— BEGIN TEXT SECTION —
Research Uncovers Elizabeth Warren’s House-Flipping Endeavors

0

Research Uncovers Elizabeth Warren's House-Flipping Endeavors One of the most prominent critics of the mortgage banking industry enjoyed significant profits in the 1990s by flipping residential properties, including foreclosed houses purchased at steep discounts.

According to new research conducted by the Boston Herald, former Obama administration advisor Elizabeth Warren was an active house flipper in Oklahoma City's residential real estate market between 1993 and 1997. A review of land records found Warren and her family purchasing homes and flipping them for resale at substantially higher prices.

Warren first became involved in house flipping in June 1993, when she bought a foreclosed home from the U.S. Department of Housing and Urban Development for $61,000. She sold it in December 1994 for $95,000. In August 1993, she bought a home for $30,000 and flipped it five months later for $145,000 – a 383% profit on her initial investment.
— END TEXT SECTION —
— BEGIN ENTRIES PROVIDED —
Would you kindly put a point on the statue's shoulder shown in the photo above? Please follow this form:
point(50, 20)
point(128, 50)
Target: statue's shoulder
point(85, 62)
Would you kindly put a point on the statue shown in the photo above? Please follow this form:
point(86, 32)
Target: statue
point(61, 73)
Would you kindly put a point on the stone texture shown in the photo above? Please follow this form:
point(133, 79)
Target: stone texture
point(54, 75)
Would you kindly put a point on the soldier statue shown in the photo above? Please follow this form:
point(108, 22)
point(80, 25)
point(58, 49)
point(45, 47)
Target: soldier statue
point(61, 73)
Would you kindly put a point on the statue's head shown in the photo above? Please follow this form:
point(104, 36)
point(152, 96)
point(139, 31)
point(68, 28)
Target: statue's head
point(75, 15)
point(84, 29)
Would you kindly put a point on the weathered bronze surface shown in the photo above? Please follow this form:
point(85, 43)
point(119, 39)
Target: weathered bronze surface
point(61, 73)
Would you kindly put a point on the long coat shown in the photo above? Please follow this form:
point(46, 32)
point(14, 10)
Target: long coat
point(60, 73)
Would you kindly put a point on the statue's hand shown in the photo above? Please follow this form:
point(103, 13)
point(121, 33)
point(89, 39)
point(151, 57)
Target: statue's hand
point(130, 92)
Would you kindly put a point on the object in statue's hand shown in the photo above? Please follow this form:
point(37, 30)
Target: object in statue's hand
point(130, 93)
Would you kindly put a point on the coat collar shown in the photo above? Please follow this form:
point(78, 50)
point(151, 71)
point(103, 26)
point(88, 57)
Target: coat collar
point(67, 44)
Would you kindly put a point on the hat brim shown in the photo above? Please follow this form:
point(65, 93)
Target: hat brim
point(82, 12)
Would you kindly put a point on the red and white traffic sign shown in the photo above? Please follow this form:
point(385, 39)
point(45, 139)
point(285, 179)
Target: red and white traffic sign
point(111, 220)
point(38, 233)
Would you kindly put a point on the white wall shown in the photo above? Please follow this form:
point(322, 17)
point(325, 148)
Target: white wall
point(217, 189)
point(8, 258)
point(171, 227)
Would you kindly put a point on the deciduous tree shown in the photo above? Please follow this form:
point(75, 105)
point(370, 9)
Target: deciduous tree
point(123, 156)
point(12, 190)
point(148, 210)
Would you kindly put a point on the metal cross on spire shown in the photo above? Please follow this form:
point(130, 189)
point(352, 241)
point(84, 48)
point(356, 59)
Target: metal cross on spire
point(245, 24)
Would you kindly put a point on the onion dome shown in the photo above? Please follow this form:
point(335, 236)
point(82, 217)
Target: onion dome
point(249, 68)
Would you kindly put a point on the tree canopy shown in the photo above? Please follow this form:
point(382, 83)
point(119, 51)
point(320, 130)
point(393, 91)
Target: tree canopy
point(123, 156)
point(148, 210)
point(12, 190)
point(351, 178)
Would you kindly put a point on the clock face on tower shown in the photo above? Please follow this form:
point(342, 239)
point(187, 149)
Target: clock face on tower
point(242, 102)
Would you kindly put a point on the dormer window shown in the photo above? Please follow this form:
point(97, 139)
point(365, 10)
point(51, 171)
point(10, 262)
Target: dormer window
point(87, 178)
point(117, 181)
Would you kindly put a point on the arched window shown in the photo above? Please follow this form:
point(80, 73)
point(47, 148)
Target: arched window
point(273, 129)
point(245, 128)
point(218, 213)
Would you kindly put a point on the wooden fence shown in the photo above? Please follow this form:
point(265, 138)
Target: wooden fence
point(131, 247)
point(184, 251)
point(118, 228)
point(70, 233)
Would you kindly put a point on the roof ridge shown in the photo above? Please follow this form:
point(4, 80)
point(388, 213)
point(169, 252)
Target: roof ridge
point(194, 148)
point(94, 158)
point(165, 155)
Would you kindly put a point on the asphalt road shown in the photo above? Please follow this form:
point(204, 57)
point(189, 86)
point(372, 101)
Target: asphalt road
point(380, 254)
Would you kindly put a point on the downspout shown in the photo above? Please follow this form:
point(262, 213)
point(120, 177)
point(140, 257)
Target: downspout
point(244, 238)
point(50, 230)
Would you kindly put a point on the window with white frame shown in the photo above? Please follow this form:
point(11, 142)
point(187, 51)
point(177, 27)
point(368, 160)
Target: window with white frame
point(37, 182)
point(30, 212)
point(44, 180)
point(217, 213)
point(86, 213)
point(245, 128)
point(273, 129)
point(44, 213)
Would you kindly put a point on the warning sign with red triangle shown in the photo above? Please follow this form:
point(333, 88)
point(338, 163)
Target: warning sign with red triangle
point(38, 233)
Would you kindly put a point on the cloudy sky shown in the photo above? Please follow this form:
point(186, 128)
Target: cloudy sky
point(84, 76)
— END ENTRIES PROVIDED —
> **YOUR GOAL**
Extend the article on Elizabeth Warren's house flipping, picking up after its final sentence. The records have no connection to the text.

> **EXERCISE ANSWER**
The Boston Herald also found Warren provided her family members with financing for their own house flipping endeavors. This included financing her brother's 1994 purchase of a $25,000 house – he sold it in 1998 for $42,000 – and providing her sister-in-law with a mortgage in 1996 to purchase a $31,000 home that was sold three years later for $45,000. Warren's interfamily lending included interest, thus giving her a profit on her lending.

Warren, who is currently the Democratic candidate in Massachusetts for the U.S. Senate, has spoken and written at great length on the role played by the financial services industry in the run-up to the housing bubble's meltdown. However, a statement issued by her Senate campaign sought to downplay the news of her previously unreported ventures into real estate finance.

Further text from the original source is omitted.